⟨

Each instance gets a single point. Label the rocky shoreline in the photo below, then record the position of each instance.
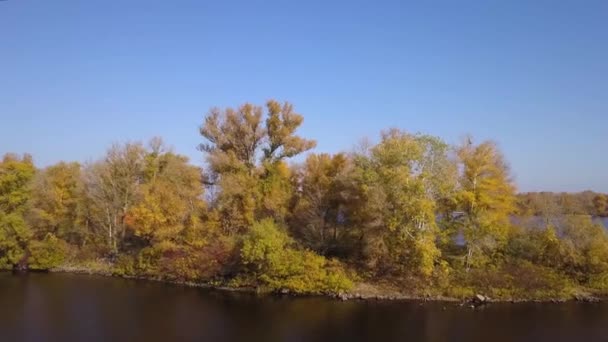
(476, 301)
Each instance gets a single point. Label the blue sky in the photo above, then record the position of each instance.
(76, 76)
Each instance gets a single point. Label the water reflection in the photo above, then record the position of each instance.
(55, 307)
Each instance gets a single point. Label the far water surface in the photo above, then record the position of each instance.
(63, 307)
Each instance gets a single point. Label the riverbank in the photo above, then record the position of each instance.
(365, 291)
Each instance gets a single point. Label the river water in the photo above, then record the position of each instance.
(63, 307)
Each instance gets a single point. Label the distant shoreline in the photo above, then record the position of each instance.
(350, 296)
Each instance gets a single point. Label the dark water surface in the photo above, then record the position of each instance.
(62, 307)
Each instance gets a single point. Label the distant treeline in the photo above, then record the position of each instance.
(380, 217)
(551, 203)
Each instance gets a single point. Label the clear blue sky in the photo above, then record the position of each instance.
(76, 76)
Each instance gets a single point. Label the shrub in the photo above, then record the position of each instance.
(46, 254)
(267, 252)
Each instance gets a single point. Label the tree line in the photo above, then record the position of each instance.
(409, 212)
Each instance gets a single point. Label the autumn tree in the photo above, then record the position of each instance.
(486, 198)
(402, 179)
(600, 203)
(55, 203)
(323, 203)
(110, 188)
(16, 174)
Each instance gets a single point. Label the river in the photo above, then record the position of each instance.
(64, 307)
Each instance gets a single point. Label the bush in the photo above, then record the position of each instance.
(46, 254)
(267, 252)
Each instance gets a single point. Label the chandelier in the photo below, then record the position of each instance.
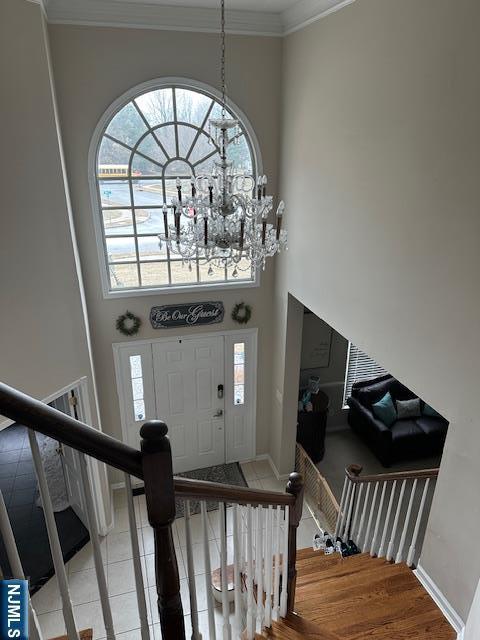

⟩

- WORK TO BE COMPLETED -
Please repeat exactly the lines from the one containing "Each instance gets a single point. Label the autumn" through the end of the entries, both included, omitting pictures.

- ANSWER SECTION -
Each instance gets a single point. Label the autumn tree in the photo above, then record the position of each instance.
(486, 198)
(402, 179)
(600, 203)
(55, 203)
(323, 203)
(110, 188)
(16, 174)
Each instance gets a single point. Label the river in the photo above, then record the position of each instance.
(64, 307)
Each instance gets a single point. Label the bush in the photo above, then record the position of each instance.
(46, 254)
(267, 252)
Each instance gets a single point. Label the chandelier in the photo below, then record the position of each instance.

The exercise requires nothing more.